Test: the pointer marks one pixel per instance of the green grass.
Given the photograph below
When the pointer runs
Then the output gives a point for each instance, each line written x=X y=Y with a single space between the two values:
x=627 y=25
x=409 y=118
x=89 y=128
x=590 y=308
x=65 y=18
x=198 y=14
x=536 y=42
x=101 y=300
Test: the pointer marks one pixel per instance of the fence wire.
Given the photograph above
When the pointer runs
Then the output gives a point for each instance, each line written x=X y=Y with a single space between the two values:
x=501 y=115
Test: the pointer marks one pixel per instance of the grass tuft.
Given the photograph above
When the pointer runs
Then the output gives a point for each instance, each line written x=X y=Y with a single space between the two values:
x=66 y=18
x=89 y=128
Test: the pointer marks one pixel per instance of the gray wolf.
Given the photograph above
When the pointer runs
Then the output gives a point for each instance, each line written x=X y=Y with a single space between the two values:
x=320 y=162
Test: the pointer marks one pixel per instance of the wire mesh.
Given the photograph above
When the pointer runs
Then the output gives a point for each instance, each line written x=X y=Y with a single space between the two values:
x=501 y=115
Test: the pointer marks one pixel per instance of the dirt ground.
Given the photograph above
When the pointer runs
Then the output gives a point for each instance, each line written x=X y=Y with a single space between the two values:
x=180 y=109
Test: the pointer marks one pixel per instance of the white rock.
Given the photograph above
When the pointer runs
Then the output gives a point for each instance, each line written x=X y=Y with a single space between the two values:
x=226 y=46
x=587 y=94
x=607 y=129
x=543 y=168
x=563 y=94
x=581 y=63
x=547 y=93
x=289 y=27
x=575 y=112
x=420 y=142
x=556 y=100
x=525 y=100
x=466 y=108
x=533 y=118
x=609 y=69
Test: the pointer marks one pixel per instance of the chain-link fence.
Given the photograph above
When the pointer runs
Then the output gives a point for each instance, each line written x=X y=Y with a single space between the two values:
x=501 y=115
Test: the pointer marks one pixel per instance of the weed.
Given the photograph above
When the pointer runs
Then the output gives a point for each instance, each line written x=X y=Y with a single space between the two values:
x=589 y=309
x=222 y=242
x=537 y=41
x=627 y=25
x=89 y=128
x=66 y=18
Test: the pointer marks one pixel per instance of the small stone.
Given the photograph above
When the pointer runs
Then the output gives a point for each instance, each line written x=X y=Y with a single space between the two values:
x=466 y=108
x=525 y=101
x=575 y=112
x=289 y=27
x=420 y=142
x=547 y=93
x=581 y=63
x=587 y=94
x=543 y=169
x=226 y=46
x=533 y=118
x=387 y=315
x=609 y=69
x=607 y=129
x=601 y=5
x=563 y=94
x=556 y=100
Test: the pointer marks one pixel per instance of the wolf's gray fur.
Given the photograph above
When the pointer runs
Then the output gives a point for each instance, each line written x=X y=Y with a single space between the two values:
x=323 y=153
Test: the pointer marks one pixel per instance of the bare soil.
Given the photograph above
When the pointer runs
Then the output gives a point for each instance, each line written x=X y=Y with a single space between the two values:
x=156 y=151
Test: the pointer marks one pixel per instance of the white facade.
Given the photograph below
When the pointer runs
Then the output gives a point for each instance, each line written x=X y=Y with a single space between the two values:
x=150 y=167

•••••

▸ **SET TASK**
Rewrite all of the lines above, changing every "pointer" to "locator" and leaving everything else as it is.

▸ **SOLVED PROBLEM**
Test: the locator marks one pixel per instance of the green grass.
Given the photograph below
When the locator runs
Then the output gives a point for each instance, each line written x=X y=Y with a single space between the two values:
x=627 y=25
x=409 y=118
x=89 y=128
x=590 y=308
x=65 y=18
x=198 y=14
x=536 y=42
x=101 y=300
Test: the locator marks one pixel per instance of the fence wire.
Given the photograph above
When the locator runs
Then the output gives a point for each instance, each line written x=X y=Y with a single space between the two values:
x=501 y=115
Test: the locator marks one pixel per instance of the grass tuft.
Given the photograph above
When the locator runs
Then the output gives a point for each instance, each line written x=X y=Y with a single space between the two values:
x=66 y=18
x=89 y=128
Test: the locator marks one pixel per instance of the gray wolf.
Given the photograph above
When the locator runs
Then the output gives a point for each instance, each line written x=X y=Y with a single space between the two values:
x=320 y=162
Test: the locator marks one pixel per instance of the wire mesh.
Given the photograph above
When the locator runs
Then the output gives a point for each instance, each line written x=X y=Y with a single space between the two values:
x=501 y=115
Test: the locator marks one pixel per instance of the dirt ground.
Given the photograph above
When the locator runs
Then the output gives a point for each instance, each line written x=X y=Y with a single space between the two values:
x=180 y=109
Test: the locator marks one pixel per instance of the white rock.
Given the photograph above
When the locator runs
Then the output gives a point for each instance, each line written x=X y=Y with a single space between the two values:
x=226 y=46
x=587 y=94
x=607 y=129
x=543 y=168
x=563 y=94
x=581 y=63
x=547 y=93
x=289 y=27
x=575 y=112
x=420 y=142
x=556 y=100
x=525 y=100
x=466 y=108
x=533 y=118
x=609 y=69
Test: the locator marks one pixel per instance of the chain-link fence.
Given the photograph above
When the locator runs
Then the output gives a point for each instance, each line written x=X y=Y with a single space between the two values:
x=501 y=115
Test: the locator marks one pixel per instance of the weed.
Given the photograph above
When the locator runs
Then the output gives a point for each instance, each line written x=X y=Y with a single space between the two values:
x=589 y=309
x=222 y=242
x=537 y=41
x=627 y=25
x=89 y=128
x=66 y=18
Test: the locator marks one pixel per instance of the small stone.
Given the photograph above
When the locator runs
Then the output gives a point for each instance, each line written x=X y=Y with a single space between the two values:
x=466 y=108
x=525 y=101
x=575 y=112
x=289 y=27
x=420 y=142
x=547 y=93
x=581 y=63
x=587 y=94
x=543 y=169
x=226 y=46
x=533 y=118
x=387 y=315
x=609 y=69
x=607 y=129
x=601 y=5
x=563 y=94
x=556 y=100
Test: the locator marks one pixel per instance of the wolf's gray fur.
Given the photograph above
When the locator runs
Then the output gives a point for each instance, each line written x=X y=Y with a single space between the two values:
x=323 y=153
Test: the locator marks one pixel per instance of the bare soil.
Given the photograph above
When the locator runs
Then the output gives a point for each instance, each line written x=X y=Y with a single space between the two values:
x=156 y=151
Test: the locator marks one pixel per instance of the white facade.
Given the photograph below
When the locator runs
Then the output gives a point for each instance, each line written x=X y=Y with a single space between the two values:
x=150 y=167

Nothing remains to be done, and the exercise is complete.